- GOAL OF THE EXERCISE
Can you return everything from the start of the entries down to the line that contains "point(111, 54)", both ends included, without changing a character? Leave the pictures out of your answer.
********************
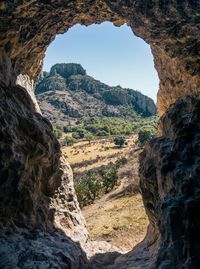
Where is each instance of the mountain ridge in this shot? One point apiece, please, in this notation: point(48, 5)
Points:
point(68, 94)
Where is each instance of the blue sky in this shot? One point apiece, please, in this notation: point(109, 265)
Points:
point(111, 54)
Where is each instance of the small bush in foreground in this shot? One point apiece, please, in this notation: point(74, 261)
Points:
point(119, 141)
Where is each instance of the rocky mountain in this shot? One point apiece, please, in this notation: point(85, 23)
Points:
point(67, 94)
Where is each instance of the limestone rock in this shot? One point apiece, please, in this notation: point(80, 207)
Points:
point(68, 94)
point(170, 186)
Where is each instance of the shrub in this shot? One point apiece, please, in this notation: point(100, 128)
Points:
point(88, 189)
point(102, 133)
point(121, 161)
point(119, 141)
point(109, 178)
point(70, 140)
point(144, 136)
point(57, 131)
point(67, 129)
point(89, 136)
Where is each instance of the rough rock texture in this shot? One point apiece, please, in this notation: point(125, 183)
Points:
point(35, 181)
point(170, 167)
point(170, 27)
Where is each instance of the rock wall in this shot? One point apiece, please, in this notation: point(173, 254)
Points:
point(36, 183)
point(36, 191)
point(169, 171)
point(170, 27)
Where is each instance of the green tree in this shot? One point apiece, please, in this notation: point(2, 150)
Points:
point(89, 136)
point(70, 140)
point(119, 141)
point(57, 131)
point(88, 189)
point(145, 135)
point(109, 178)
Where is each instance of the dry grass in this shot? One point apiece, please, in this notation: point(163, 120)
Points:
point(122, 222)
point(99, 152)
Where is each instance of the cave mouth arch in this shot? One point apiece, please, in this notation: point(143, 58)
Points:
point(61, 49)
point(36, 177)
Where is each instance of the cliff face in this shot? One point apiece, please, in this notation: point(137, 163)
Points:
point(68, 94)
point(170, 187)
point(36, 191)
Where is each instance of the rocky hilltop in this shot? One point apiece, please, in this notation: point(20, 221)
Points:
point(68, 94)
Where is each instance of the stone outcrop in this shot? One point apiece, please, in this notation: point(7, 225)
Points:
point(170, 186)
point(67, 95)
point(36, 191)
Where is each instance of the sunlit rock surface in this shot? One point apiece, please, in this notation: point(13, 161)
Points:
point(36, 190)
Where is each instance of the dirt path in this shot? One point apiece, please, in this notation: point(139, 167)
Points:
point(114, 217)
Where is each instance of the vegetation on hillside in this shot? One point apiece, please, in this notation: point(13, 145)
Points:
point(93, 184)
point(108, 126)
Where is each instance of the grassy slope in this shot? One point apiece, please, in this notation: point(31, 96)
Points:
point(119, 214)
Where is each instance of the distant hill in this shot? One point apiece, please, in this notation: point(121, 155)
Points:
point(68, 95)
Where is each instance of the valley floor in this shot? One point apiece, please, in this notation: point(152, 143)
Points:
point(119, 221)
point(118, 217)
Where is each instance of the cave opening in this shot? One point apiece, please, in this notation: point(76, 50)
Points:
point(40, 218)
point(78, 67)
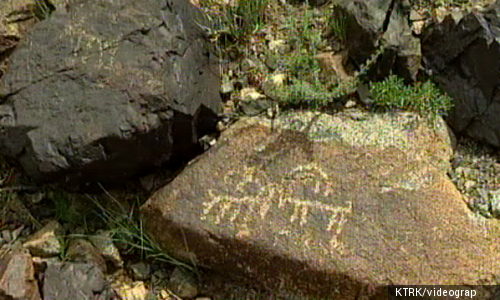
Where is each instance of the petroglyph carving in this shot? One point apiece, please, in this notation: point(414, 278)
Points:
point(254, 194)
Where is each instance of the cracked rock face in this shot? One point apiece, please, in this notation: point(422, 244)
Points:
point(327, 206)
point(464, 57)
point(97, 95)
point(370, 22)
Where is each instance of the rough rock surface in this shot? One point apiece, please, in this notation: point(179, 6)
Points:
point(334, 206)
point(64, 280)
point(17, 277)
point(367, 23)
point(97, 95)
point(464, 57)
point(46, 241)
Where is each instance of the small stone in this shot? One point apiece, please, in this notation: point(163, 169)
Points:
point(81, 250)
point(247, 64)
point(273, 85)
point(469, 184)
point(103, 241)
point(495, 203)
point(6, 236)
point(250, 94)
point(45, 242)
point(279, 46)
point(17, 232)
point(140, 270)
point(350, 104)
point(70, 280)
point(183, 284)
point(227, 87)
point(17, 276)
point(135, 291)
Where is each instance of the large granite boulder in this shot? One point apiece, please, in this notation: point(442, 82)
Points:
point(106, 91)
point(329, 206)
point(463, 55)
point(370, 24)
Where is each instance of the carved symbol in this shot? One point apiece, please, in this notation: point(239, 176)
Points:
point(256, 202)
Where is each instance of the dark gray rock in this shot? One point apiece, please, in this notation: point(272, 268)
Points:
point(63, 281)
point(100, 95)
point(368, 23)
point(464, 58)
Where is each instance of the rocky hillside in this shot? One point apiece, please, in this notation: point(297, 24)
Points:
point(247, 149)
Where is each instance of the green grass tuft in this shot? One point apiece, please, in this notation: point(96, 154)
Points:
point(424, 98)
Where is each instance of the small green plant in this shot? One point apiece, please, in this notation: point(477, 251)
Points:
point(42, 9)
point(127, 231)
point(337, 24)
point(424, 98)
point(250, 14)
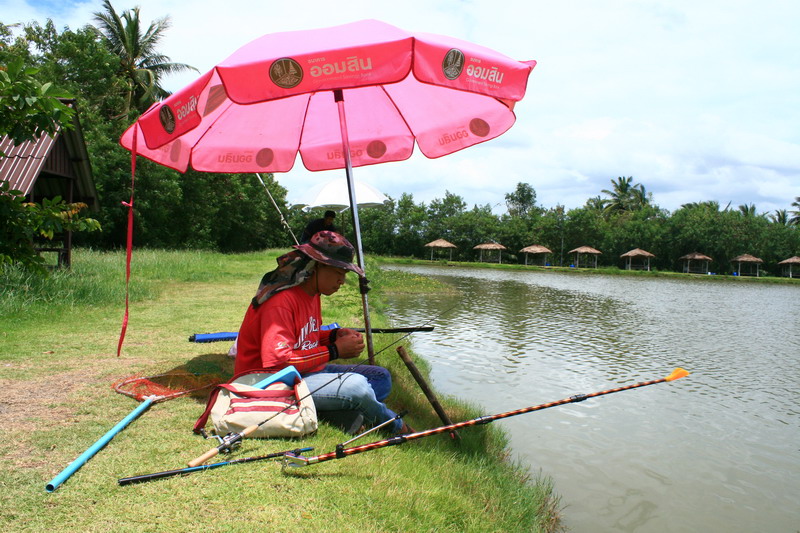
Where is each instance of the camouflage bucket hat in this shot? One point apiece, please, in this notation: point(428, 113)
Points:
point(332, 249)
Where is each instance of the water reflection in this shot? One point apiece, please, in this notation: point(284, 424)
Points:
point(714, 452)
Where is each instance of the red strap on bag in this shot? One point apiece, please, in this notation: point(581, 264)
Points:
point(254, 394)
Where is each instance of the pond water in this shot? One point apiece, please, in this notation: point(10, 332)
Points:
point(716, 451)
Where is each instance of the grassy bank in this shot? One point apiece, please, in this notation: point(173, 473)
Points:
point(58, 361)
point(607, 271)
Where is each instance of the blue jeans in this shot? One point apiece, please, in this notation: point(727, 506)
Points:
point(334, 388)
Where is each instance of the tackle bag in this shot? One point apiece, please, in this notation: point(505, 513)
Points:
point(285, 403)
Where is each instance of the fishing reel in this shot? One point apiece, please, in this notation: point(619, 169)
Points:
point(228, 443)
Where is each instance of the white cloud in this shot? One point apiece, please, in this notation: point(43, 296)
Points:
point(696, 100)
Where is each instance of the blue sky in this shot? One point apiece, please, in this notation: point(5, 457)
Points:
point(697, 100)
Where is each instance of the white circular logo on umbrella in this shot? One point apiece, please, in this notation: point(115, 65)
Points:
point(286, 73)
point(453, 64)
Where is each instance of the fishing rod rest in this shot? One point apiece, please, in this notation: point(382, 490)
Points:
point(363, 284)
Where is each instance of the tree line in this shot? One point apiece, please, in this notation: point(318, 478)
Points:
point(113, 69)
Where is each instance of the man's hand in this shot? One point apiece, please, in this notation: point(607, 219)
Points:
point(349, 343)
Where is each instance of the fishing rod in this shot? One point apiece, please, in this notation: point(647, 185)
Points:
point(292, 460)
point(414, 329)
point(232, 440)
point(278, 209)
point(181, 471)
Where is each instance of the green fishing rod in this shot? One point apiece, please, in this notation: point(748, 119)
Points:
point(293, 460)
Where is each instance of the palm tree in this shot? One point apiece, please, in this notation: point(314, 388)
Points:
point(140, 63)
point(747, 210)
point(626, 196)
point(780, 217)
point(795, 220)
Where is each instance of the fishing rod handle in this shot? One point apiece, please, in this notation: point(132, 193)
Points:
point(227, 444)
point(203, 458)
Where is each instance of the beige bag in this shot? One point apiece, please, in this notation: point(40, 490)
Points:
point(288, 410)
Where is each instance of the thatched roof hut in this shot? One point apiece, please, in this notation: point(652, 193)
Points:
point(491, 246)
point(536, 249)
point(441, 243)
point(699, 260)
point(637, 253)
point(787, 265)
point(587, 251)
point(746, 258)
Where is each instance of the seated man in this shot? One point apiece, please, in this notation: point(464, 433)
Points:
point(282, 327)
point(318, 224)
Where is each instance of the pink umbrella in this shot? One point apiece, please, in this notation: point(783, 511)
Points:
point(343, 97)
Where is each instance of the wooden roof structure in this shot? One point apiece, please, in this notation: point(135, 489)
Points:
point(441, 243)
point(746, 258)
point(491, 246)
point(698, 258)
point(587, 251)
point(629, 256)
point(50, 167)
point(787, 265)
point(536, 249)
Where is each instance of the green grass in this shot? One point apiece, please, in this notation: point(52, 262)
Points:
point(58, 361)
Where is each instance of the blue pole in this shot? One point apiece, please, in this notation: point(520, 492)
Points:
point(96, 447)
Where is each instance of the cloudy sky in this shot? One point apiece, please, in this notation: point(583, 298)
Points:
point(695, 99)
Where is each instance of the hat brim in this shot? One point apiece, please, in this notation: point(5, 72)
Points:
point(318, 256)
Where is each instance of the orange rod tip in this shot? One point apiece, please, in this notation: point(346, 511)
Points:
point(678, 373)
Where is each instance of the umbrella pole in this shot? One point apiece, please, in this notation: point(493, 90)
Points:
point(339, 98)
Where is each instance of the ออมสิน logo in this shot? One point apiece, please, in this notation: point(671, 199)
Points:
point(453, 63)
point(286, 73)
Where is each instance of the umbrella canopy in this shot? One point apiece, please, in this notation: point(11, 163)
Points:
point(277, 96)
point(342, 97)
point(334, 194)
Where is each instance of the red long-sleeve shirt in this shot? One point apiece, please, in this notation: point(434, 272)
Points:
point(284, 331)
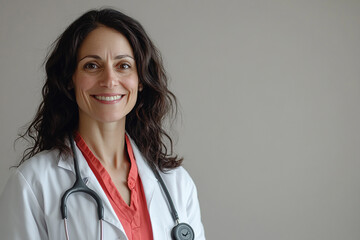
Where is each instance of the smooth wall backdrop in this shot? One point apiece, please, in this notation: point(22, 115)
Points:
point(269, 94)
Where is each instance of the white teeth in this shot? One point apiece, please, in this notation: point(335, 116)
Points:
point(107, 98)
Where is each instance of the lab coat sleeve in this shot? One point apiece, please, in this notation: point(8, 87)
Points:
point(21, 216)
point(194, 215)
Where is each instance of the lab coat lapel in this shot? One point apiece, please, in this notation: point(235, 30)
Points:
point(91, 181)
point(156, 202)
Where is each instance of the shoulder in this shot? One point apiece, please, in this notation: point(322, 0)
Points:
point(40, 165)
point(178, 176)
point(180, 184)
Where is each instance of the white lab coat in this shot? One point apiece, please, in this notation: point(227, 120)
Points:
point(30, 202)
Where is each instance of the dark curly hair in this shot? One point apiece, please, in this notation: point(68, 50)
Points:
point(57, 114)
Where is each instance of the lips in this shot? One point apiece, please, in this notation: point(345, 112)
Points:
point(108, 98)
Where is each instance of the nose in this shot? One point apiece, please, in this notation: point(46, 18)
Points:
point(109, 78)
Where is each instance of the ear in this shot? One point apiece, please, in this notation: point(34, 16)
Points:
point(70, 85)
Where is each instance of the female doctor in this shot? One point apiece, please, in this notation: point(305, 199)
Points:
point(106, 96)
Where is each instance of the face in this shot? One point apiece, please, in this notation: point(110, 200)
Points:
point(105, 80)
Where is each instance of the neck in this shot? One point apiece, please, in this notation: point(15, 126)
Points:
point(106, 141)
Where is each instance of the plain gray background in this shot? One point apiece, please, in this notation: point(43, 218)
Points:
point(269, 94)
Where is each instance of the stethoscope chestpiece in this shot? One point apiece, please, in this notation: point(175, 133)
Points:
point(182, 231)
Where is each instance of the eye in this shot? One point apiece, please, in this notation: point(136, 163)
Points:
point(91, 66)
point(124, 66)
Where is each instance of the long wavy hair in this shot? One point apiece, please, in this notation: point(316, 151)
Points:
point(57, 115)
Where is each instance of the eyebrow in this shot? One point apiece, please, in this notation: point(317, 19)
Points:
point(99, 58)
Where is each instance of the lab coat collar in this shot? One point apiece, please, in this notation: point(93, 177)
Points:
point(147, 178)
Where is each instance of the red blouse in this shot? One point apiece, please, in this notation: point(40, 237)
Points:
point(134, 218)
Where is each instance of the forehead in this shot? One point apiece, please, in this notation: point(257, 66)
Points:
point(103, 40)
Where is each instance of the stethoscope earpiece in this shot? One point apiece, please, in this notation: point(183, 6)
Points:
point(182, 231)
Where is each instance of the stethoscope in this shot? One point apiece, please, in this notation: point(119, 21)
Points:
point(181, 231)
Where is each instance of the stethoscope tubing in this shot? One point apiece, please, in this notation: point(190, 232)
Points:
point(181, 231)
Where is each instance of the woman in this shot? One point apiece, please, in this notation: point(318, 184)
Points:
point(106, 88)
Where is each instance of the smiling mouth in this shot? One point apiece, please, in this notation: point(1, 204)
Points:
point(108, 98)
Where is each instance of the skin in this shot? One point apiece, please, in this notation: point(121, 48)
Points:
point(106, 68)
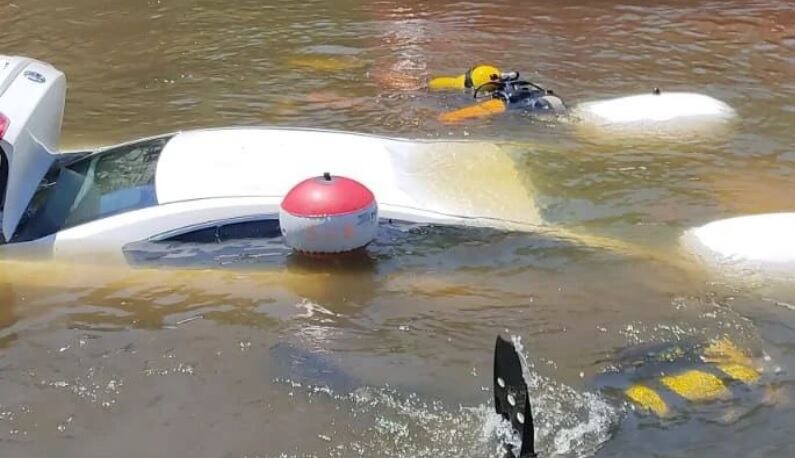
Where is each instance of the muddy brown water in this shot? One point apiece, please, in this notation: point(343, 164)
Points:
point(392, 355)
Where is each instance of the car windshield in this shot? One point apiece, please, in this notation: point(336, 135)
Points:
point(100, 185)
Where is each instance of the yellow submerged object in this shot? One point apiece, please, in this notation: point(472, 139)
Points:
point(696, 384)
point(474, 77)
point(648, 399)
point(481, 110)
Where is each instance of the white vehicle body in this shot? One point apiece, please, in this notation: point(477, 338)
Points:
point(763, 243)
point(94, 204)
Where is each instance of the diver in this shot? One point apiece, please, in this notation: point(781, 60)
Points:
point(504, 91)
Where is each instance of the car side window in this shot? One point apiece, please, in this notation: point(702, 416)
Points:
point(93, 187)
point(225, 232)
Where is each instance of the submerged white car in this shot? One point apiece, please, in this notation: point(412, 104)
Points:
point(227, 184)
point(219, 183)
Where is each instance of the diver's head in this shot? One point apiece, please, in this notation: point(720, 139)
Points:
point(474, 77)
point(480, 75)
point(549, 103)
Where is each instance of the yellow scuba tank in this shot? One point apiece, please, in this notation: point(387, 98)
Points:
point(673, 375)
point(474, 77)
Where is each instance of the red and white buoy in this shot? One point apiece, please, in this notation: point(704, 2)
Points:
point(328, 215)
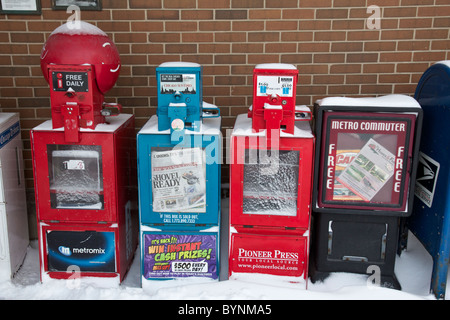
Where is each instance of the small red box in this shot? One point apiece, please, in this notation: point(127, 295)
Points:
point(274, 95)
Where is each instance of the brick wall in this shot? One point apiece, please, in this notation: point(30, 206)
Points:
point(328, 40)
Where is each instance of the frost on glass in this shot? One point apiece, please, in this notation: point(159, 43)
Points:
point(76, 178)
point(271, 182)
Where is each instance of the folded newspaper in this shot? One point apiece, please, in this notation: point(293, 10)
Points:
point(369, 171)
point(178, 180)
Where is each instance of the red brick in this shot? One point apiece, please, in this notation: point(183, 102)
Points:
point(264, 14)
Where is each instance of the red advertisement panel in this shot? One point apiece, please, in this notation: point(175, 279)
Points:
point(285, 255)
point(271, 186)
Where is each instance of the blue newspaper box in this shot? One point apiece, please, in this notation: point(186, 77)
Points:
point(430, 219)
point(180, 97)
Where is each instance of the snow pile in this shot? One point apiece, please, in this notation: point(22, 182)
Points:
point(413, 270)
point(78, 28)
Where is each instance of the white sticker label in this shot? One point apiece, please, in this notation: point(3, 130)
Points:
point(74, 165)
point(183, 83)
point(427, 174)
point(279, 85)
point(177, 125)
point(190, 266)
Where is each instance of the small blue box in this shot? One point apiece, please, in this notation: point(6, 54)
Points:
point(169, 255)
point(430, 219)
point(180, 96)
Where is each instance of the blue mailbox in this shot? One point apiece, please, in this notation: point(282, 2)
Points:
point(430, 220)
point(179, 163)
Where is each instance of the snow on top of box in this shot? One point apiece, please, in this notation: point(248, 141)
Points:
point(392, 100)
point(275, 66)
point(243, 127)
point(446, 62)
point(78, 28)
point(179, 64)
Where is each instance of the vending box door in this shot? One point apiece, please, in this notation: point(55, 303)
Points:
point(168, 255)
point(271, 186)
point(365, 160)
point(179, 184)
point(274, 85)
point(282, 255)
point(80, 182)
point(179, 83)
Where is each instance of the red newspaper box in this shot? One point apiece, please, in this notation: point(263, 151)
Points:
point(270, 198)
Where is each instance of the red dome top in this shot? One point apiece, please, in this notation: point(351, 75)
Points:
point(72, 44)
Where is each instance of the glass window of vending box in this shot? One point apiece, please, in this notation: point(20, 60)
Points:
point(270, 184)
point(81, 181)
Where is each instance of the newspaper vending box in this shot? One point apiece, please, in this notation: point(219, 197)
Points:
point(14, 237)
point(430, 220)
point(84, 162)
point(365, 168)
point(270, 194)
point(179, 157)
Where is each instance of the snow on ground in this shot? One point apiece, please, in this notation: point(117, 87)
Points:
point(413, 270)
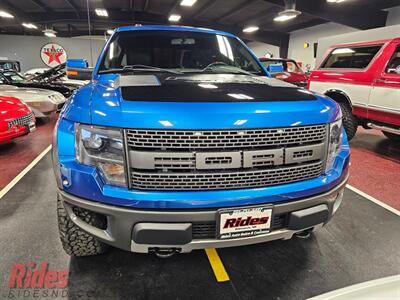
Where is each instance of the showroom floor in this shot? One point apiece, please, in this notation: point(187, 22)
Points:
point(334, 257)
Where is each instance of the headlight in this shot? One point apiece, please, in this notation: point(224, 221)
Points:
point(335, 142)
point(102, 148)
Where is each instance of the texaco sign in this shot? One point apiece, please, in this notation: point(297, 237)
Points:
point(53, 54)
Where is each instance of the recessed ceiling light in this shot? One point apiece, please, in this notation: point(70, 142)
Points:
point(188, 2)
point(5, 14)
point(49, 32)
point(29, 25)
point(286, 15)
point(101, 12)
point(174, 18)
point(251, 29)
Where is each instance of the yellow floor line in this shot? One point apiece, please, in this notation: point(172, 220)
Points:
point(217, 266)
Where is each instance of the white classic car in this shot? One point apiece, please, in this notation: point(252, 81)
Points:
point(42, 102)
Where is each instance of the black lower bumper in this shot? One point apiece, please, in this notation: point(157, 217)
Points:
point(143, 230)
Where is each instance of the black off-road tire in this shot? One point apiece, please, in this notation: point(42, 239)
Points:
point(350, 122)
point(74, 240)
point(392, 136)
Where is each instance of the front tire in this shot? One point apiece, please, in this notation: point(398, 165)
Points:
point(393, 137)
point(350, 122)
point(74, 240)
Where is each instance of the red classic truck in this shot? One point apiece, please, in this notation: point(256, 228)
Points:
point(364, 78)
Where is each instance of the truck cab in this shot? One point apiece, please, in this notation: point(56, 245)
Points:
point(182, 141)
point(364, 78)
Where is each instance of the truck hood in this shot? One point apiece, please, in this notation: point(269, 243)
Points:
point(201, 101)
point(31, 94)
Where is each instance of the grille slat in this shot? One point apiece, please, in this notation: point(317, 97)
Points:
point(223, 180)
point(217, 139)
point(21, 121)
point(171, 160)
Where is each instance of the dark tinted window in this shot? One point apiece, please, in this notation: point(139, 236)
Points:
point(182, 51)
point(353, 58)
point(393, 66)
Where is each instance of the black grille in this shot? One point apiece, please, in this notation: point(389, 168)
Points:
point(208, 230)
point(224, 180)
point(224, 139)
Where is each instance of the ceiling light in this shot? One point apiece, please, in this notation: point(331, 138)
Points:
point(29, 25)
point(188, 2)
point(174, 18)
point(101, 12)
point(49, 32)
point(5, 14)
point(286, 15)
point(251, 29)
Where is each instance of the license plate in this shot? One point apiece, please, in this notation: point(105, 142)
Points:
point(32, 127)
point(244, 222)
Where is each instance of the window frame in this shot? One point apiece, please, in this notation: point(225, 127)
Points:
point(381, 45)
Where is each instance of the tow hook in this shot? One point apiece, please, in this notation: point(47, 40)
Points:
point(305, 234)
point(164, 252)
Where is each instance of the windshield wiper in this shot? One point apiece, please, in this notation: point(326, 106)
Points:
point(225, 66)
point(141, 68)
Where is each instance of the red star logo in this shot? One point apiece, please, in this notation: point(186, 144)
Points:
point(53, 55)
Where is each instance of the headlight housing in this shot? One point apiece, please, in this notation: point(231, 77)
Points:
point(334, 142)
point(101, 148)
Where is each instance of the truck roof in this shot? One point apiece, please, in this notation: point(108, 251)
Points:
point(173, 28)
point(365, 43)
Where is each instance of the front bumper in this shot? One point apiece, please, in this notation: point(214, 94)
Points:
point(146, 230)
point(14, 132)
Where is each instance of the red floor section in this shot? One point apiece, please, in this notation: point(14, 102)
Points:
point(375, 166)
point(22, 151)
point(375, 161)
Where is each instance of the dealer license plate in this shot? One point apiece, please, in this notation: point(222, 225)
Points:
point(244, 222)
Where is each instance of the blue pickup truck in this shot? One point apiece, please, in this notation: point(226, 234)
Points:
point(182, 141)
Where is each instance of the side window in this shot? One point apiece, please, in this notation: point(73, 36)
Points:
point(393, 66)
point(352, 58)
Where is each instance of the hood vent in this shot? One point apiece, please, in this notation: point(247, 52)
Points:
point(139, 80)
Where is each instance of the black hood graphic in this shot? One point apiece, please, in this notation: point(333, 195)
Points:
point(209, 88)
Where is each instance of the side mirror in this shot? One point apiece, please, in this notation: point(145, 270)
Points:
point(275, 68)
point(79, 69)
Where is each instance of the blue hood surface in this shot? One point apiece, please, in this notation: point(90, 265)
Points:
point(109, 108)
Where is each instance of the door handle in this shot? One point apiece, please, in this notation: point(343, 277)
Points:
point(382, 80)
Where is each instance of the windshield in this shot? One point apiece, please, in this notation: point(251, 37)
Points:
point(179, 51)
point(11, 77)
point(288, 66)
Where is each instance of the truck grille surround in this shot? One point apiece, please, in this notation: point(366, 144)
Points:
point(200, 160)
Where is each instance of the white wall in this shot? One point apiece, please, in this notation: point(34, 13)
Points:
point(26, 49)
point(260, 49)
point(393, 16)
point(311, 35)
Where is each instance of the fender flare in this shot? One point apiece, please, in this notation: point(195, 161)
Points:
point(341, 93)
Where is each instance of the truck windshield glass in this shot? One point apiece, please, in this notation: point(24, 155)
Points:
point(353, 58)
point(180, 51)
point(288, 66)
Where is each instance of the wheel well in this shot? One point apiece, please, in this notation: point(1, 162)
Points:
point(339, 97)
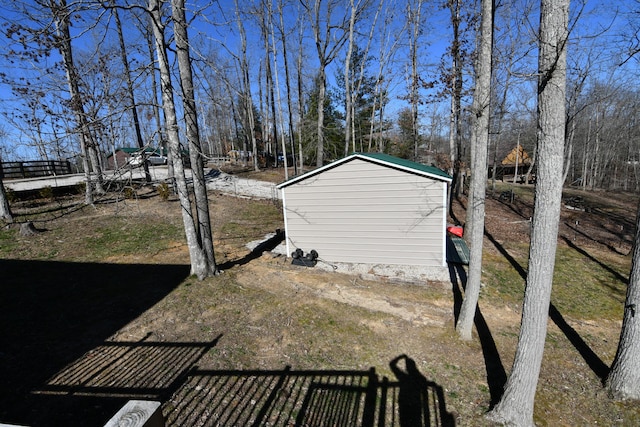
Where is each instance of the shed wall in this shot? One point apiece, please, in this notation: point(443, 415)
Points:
********************
- SOLUTION TO THE PROBLEM
Where is each instance of the mountain ridge in this shot? One point apiece, please, in this notation: point(48, 5)
Points:
point(68, 94)
Where is each instance of the blue sky in this shot? One point apiece, please, in this notation: point(109, 265)
Points:
point(111, 54)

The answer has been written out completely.